_Material provided_:
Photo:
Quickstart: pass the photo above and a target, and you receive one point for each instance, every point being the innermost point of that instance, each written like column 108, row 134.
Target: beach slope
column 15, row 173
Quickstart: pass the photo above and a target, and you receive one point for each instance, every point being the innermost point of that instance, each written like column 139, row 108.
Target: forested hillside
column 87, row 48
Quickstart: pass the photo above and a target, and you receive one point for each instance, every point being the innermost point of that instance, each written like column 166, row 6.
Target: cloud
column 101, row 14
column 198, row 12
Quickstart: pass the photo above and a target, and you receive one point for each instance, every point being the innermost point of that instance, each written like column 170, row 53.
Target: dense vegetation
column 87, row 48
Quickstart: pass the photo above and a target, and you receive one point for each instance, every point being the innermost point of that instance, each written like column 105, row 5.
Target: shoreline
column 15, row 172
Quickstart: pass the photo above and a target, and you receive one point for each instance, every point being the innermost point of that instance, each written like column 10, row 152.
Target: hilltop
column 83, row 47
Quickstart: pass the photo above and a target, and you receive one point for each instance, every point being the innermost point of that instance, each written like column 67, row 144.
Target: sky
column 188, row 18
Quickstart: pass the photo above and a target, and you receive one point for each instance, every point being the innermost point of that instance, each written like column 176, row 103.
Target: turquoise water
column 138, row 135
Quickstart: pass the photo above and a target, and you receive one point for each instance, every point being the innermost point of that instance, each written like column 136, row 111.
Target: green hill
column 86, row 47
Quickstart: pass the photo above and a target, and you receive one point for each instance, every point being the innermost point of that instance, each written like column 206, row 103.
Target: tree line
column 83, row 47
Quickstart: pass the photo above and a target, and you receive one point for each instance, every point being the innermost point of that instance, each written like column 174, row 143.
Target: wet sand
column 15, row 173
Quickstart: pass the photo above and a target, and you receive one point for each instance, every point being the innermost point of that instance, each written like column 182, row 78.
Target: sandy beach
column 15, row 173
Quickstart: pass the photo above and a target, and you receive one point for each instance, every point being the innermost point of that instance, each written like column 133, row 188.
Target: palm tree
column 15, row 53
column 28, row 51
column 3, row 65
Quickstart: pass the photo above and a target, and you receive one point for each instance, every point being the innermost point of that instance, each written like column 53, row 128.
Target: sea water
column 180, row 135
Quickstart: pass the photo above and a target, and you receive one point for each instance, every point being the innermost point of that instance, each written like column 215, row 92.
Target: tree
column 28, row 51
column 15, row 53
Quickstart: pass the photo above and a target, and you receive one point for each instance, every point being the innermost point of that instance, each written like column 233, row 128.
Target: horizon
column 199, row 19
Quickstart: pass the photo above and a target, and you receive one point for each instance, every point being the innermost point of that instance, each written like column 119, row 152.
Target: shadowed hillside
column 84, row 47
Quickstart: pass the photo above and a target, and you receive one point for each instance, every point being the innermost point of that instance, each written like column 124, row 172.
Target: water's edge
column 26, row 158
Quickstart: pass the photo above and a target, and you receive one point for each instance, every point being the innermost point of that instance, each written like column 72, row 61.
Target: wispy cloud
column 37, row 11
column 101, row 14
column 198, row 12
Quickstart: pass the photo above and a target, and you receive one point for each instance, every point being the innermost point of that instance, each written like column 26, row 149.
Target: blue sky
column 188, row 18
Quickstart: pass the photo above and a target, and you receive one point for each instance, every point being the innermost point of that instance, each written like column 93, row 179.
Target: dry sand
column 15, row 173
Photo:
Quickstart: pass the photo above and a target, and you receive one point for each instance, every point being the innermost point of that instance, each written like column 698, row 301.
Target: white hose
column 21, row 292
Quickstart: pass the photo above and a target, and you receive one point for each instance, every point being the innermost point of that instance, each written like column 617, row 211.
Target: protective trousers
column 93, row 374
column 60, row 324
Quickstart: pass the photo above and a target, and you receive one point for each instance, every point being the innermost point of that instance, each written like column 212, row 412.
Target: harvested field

_Your instructions_: Repeat exactly, and only, the lines from the line with "124, row 172." through the end of the listing above, both ends included.

_Result of this exercise_:
Quickstart: pass the photo above and a target, and you receive one point for each instance, every point being the innermost point of that instance, each written like column 124, row 172.
Target: water's edge
column 26, row 158
Quickstart: pass the photo above and a target, and you receive one point for each instance, every point being the innermost point of that instance, each written like column 72, row 61.
Target: wispy cloud
column 37, row 11
column 101, row 14
column 198, row 12
Quickstart: pass the photo above and a target, and you receive one point for each instance, every point being the innermost point of that instance, each written like column 26, row 149.
Target: blue sky
column 188, row 18
Quickstart: pass the photo above and a target, and you receive one point for each instance, every point being the innermost point of that instance, each written like column 93, row 179.
Target: dry sand
column 15, row 173
Photo:
Quickstart: pass the photo above and a target, and you receive one point for each instance, every point being the innermost point of that instance, each written like column 698, row 301.
Target: white hose
column 21, row 292
Quickstart: pass the photo above and a target, and you receive one point for each instance, every point being the innermost point of that instance, each written like column 617, row 211.
Target: protective trousers
column 93, row 374
column 60, row 324
Quickstart: pass the photo above and a target, and you receive one point for each instance, every point being the innermost point of that instance, each written like column 212, row 412.
Target: harvested field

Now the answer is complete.